Stored items from a collection:
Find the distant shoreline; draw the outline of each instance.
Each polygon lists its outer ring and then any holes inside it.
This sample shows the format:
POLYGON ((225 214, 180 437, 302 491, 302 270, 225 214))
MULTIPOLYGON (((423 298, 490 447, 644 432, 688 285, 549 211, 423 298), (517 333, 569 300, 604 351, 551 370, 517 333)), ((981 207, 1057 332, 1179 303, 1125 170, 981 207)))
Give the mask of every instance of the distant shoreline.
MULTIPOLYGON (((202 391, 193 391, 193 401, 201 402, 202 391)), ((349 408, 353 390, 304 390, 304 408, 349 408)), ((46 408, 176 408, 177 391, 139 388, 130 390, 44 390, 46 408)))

...

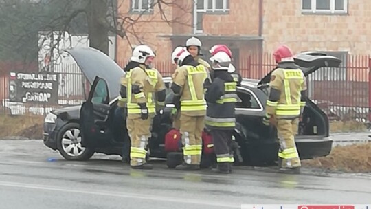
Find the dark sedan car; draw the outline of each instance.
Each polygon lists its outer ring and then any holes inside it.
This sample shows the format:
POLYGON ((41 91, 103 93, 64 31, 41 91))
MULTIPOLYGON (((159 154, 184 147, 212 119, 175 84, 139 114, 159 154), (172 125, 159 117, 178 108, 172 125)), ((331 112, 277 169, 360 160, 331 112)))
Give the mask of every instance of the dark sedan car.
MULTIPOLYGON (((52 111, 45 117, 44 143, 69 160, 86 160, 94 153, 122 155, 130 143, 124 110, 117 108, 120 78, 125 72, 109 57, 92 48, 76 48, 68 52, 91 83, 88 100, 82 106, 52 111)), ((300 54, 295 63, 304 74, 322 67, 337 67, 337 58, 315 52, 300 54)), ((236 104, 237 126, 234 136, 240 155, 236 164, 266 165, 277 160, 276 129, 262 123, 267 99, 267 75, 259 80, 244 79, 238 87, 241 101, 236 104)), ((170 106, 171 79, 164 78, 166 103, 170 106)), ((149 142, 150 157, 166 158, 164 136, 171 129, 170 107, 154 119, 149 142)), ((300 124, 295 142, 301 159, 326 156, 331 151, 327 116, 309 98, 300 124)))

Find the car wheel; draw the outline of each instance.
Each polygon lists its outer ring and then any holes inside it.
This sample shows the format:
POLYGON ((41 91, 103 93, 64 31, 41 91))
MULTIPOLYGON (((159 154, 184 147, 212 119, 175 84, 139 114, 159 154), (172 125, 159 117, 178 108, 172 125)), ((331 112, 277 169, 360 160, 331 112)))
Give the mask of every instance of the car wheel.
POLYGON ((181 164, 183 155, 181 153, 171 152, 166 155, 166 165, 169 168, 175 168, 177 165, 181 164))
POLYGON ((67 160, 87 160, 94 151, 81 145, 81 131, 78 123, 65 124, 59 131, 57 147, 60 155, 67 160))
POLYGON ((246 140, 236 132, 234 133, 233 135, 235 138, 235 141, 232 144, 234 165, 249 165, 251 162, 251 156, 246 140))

§ **Task instructions**
Rewrite the lines between the one containing "Find the car" and the one containing "POLYGON ((246 140, 236", inclusive, substituting "tire" for "car wheel" and leaving everything else unchanged.

§ **Answer for the task**
Find the tire; draw the outline of each instance.
Each polygon lists its outer ring and then any holes inside it.
This sample shows the format:
POLYGON ((41 91, 103 93, 64 31, 41 91))
MULTIPOLYGON (((159 154, 184 147, 212 119, 175 84, 139 114, 159 154), (172 125, 159 117, 178 108, 172 125)), ((331 112, 277 169, 360 160, 331 112)))
Give the mask of every instance of the tire.
POLYGON ((181 164, 183 155, 181 153, 171 152, 166 155, 166 165, 169 168, 175 168, 177 165, 181 164))
POLYGON ((67 160, 87 160, 94 151, 81 145, 81 131, 78 123, 65 124, 59 131, 57 147, 60 155, 67 160))
POLYGON ((246 140, 236 132, 234 133, 233 135, 235 138, 235 141, 232 144, 234 165, 249 165, 251 162, 251 156, 246 140))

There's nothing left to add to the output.